**What is asked:**
Count the lines in the records below that contain the string "shower", and give only that number.

**Labeled-object pointing records:**
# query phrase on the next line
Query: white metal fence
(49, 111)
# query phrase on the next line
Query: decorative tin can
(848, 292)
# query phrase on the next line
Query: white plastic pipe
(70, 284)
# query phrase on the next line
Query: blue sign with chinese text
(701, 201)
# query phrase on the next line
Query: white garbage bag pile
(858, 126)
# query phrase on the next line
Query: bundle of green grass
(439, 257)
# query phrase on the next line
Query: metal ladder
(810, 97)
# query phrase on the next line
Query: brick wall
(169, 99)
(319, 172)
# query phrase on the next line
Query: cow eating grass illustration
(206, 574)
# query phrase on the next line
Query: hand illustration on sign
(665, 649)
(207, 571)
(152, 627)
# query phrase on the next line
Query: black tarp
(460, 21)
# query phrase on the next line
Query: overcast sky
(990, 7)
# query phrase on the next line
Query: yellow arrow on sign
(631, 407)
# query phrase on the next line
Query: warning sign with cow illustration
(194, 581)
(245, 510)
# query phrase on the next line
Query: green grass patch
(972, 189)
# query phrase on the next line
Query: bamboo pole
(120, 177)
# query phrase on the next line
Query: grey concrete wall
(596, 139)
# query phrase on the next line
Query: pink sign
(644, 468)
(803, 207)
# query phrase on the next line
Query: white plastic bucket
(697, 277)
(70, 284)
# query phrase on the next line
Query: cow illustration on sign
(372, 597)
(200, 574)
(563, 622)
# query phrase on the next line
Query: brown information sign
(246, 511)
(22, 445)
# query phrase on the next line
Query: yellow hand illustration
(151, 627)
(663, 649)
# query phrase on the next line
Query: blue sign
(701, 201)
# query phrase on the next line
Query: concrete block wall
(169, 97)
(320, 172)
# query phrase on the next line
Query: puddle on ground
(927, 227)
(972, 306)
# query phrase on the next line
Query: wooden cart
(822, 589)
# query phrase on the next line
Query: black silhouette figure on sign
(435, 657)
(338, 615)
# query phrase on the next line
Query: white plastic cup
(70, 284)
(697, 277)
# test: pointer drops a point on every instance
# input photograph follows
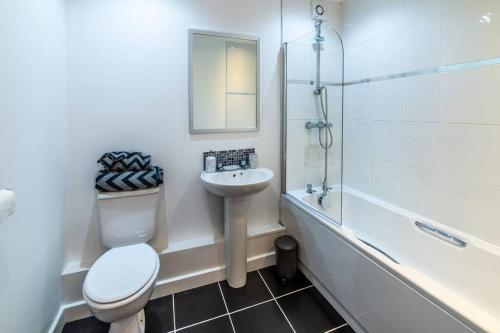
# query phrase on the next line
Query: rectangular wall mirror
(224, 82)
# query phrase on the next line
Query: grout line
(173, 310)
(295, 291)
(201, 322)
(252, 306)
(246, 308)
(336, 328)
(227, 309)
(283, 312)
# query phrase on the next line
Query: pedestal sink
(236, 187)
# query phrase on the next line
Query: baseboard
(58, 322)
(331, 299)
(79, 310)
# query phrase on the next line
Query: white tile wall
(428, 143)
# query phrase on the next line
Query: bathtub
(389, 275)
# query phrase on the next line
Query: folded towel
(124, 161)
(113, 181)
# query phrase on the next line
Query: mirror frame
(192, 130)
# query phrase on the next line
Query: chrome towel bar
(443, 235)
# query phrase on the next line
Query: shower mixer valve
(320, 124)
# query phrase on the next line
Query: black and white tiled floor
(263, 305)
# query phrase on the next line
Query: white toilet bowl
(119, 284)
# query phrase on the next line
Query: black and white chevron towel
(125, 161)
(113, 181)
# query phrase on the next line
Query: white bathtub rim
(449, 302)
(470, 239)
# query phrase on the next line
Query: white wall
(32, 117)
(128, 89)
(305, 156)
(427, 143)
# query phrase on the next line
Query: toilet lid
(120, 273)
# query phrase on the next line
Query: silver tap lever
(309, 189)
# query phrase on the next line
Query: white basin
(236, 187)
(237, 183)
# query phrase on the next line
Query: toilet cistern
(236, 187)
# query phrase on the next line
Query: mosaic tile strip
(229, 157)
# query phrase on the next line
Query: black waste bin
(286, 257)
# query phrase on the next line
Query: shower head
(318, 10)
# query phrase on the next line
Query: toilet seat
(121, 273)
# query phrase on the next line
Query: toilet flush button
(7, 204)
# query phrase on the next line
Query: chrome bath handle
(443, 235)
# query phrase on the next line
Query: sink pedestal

--

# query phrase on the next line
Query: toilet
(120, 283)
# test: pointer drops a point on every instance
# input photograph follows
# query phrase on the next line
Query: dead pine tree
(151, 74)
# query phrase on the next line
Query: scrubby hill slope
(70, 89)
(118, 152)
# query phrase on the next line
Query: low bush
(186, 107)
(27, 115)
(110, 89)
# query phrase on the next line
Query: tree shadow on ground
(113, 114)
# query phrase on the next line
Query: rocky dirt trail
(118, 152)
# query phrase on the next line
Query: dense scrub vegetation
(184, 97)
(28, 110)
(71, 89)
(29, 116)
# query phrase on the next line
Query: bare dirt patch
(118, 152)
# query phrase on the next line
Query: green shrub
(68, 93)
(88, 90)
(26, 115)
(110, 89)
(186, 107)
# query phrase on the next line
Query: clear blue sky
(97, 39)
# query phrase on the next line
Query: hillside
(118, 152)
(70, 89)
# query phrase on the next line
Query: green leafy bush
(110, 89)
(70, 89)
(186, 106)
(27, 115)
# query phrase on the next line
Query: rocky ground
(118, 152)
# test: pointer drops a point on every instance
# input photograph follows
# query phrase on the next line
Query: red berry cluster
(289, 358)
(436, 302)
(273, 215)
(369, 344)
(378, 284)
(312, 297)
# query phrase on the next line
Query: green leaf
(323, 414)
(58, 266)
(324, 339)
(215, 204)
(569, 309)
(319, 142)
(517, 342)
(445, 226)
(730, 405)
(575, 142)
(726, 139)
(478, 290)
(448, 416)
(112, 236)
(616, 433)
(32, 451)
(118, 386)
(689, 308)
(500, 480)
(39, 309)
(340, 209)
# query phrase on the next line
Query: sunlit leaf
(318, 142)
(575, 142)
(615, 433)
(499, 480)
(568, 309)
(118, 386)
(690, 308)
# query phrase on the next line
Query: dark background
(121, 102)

**Reply to the exercise:**
2